***** DATA FOR ANALYSIS

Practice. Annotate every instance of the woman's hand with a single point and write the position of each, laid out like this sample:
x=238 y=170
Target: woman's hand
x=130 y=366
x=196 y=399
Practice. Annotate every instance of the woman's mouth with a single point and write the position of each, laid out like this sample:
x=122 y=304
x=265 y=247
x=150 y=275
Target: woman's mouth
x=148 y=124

**********
***** DATA FOR ANALYSIS

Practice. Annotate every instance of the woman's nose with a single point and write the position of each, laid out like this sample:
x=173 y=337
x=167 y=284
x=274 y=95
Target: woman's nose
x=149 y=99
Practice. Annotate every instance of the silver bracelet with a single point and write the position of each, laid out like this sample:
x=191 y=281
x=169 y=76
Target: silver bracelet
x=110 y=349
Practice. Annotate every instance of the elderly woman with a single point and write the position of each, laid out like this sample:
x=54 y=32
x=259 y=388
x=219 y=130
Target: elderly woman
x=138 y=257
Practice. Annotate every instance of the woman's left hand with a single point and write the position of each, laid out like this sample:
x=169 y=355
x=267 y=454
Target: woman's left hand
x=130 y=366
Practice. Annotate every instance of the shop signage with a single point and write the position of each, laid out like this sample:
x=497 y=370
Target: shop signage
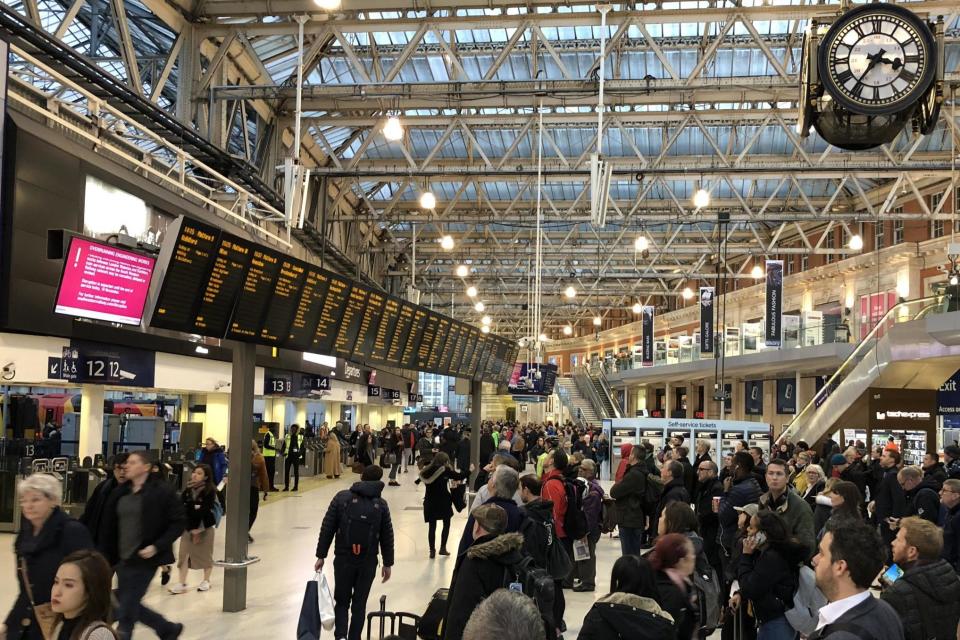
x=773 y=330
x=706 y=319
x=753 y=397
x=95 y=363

**********
***** DATA FOR ANALYSIS

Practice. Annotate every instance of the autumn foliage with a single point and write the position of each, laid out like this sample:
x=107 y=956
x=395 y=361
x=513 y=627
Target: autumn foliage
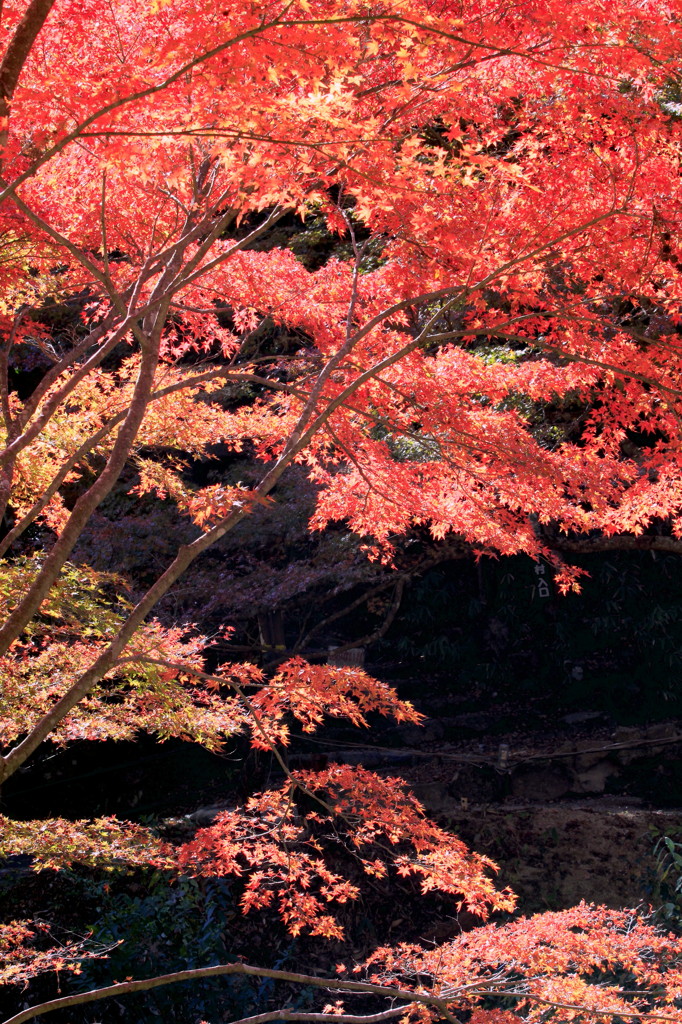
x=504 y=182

**********

_PROBLEM_.
Reading through the material above, work out how many lines include "Practice", then state that number alone.

_FINAL ANSWER_.
8